Task set:
a) According to the restaurant review, for how many years has Caravela been serving Portuguese and Brazilian cuisine?
b) Proceed with the restaurant review of Caravela from the point where it stops.

Document extract:

<<<<

Sailing Away on a Sea of Portuguese: Caravela’s Lavish Meal
If its longevity indicates anything, it is that the food at Caravela is simply spectacular. Rachel Seebacher here, reviewing my third restaurant for HVRW ‘11. Caravela, located in the heart of Tarrytown, has been serving innovative Portuguese and Brazilian cuisine for 25 years. Caravela is a classy joint, the kind of a place that as you sip vinho verde, they put the bottle on ice nearby; the kind of place that brings out endless plates of black olives and chorizo to nosh while you await your appetizers.
Caravela’s usual menu is lavish, providing a variety of offerings, both traditional and modern. Caravela’s restaurant week menu was no different, offering an array of traditional and modern appetizers and entrees in generous portions.
For an appetizer, my mother ordered the most traditional of the offerings, an onion soup gratinee. This soup was traditional perfection. First impression of the delicious soup to come was the perfectly caramelized, thick layer of Gruyere, which spilled over the edges of the ramekin. Breaking through with a spoon, the crouton was buttery, the onions tender and sweet, and the beef broth hearty and rich.
I ordered a seafood salad appetizer. It was bountiful, arriving as a generous helping of tender octopus, squid, large shrimp, and mussels. The salad was delicate; the seafood was perfectly cooked, garnished with a dice of bell peppers, onions and celery, and simply dressed in oil and sherry vinegar.
My boyfriend, sister and father ordered the steamed New Zealand Mussels. The mussels were served in a tart and robust tomato and beer broth, made smoky and piquant by chorizo. The mussels were plentiful, large and juicy, meaty enough to stand up to the powerful flavors of the beer and chorizo.
Caravela’s generous portions continued on through the entrees.
My sister and father order the Paella, a giant bowlful of steaming saffron rice, festooned with clams, mussels, shrimp, chicken, pork and chorizo. This paella was unbelievably moist, and rich. It was smoky, creamy and luscious. The flavor of saffron was mild, while red bell peppers added brightness, balancing the sumptuous banquet of seafood, poultry and pork.

>>>>

[Dataset entries]
<<<<

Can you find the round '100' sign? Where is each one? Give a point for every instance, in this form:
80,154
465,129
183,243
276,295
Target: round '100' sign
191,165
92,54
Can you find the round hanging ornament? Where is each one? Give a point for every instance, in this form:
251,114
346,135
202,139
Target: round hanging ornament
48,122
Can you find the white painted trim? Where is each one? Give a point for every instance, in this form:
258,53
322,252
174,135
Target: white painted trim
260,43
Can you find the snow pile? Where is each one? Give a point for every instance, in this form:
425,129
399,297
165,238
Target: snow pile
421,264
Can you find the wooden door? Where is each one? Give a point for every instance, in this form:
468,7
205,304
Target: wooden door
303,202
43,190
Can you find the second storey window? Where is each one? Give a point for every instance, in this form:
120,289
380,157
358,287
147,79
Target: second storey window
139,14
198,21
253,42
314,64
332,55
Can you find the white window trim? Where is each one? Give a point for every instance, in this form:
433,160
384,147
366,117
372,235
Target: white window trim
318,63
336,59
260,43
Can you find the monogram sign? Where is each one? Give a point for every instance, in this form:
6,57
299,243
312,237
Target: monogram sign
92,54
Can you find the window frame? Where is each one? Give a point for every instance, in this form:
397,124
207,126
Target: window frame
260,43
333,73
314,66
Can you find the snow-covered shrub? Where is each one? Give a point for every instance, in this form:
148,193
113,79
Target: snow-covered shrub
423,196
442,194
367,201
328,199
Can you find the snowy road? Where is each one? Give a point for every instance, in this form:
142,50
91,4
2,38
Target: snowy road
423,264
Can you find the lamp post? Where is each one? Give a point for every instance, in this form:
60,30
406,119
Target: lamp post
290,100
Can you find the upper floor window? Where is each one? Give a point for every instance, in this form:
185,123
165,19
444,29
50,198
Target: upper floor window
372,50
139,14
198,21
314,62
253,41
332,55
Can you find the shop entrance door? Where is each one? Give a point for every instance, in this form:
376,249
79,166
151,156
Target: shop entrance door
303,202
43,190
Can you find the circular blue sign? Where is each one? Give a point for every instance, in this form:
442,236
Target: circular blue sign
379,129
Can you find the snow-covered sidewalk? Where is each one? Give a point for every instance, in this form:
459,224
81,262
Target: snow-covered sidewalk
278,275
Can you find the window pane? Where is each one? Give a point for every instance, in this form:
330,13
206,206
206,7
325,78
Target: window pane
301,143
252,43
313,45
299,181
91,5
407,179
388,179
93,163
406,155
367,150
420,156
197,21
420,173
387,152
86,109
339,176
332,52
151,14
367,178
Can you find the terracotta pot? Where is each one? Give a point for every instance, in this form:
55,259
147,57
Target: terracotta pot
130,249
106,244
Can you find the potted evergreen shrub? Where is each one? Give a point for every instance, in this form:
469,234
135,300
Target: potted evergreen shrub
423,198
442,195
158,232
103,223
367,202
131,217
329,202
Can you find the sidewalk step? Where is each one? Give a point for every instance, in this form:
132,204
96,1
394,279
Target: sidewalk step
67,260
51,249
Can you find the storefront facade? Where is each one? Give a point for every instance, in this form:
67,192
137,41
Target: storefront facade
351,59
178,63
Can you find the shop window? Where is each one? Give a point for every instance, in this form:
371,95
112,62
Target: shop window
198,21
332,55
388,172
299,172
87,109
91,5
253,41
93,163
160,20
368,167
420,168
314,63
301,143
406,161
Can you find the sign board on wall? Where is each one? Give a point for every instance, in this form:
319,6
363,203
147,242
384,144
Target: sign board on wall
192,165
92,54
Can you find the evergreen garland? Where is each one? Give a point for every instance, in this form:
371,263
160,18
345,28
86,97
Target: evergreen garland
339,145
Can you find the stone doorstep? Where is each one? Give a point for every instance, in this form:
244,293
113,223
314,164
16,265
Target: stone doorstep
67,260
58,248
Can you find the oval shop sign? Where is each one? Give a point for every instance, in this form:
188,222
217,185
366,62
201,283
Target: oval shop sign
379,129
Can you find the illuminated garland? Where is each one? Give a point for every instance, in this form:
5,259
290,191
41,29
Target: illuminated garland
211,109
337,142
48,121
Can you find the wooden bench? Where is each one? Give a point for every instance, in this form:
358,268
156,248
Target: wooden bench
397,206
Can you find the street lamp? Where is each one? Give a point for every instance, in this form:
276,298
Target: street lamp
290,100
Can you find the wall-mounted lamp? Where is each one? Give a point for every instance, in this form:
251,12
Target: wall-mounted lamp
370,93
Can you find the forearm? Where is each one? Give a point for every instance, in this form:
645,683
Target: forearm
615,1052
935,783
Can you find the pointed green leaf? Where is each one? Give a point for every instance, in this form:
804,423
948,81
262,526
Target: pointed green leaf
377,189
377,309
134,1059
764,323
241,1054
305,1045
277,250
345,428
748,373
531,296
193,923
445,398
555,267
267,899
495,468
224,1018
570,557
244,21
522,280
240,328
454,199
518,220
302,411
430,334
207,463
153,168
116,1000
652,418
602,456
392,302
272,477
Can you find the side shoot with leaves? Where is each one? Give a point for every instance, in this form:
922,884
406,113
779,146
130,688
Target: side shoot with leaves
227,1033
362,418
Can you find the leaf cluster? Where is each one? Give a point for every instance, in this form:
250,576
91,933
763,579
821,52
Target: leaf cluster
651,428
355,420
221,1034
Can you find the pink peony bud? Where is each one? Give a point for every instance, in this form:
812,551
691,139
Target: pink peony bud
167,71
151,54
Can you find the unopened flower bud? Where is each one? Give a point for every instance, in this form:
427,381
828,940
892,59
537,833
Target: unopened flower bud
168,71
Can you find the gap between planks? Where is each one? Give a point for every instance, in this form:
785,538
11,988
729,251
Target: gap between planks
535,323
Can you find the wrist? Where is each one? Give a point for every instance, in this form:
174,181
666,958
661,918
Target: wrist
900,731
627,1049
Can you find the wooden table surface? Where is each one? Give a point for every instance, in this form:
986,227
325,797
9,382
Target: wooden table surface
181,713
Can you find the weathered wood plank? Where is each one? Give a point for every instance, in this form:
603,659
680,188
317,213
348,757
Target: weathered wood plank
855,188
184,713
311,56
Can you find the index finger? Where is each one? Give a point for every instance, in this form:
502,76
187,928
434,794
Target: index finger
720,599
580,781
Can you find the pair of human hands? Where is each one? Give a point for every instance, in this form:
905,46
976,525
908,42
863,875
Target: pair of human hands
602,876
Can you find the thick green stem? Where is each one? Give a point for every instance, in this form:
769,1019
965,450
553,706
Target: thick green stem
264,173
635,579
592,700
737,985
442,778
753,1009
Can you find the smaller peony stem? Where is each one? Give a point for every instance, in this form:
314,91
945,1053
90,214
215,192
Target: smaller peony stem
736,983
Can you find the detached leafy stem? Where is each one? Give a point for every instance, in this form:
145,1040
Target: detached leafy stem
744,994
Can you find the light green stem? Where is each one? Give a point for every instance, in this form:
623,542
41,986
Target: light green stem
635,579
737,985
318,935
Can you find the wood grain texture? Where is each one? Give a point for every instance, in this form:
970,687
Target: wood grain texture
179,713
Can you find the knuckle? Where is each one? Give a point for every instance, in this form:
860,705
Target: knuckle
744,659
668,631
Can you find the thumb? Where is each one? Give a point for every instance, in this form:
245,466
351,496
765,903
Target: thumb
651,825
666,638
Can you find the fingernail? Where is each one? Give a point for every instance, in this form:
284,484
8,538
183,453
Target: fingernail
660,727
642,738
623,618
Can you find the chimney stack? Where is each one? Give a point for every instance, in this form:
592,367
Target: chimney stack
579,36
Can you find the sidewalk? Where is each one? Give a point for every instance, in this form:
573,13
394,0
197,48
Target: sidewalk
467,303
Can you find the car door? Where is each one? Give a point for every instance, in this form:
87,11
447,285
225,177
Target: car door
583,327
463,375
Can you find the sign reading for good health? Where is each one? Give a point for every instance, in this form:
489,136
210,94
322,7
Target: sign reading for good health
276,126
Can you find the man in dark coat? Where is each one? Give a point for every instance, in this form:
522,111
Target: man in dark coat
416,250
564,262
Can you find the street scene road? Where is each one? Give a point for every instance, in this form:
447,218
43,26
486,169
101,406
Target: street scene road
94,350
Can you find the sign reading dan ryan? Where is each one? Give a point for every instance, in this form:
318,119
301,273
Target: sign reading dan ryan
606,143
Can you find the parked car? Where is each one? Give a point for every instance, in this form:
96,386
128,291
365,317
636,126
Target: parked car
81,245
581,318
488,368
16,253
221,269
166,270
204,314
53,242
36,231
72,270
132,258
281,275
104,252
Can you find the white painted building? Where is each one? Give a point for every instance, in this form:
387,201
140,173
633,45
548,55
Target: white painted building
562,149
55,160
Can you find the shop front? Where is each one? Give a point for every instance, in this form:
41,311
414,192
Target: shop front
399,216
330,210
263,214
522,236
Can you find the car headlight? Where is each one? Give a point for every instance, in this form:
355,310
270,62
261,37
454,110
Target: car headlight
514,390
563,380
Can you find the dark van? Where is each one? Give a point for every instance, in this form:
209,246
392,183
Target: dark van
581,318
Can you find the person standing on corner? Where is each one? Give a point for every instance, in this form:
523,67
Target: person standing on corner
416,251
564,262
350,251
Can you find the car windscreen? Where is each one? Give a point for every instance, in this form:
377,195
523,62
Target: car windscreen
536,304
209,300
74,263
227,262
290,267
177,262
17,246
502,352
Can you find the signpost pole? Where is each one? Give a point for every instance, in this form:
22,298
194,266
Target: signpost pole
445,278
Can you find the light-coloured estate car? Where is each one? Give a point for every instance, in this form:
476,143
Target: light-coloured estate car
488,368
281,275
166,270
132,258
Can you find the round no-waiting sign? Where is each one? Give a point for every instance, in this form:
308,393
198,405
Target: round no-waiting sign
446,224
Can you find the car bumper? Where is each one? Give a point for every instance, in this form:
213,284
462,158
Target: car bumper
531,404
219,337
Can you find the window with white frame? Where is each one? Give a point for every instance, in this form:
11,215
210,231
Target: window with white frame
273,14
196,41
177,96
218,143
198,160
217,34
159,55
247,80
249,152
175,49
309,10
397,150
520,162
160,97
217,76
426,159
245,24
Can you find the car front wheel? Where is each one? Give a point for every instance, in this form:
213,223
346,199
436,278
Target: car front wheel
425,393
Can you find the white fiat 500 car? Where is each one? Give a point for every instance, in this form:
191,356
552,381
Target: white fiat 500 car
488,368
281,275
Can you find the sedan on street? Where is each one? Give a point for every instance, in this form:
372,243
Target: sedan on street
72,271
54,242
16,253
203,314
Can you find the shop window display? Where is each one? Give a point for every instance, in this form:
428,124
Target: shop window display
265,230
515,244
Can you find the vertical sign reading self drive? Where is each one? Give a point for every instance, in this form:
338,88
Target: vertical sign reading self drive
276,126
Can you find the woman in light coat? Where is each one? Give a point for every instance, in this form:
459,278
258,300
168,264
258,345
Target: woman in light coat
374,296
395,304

>>>>

Answers to each task:
a) 25 years.

b)
My boyfriend ordered the Veal Stew Caravela, a lavish affair of tender veal, roasted shallots and Madeira wine sauce. The veal was braised to the point of falling-off-the-bone tender; the shallots roasted whole until caramelized and fringed with char. The meat, shallots and velvety and rich sauce lay between pillow mounds of creamy mashed potatoes, topped with melting pats of butter.
My mother and I ordered the Pan Roasted Half Chicken Macao, a spicy piri-piri marinated chicken, swimming in garlic sauce and accompanied by mash potatoes and orzo. The chicken was juicy and moist, particularly the breast meat. The garlic sauce was smooth, rich and perfectly piquant.
By the time we reached dessert we were absolutely and completely stuffed full of wonderful Portuguese cuisine. That did not stop us from trying the house-made Flan with berries, and the imported Chocolate Cake and Berry Tart.
The chocolate cake was also delicious. It was sweet, dark, rich and dense; its rich and sweet chocolate icing offset by the almond paste mixed into the chocolate cake.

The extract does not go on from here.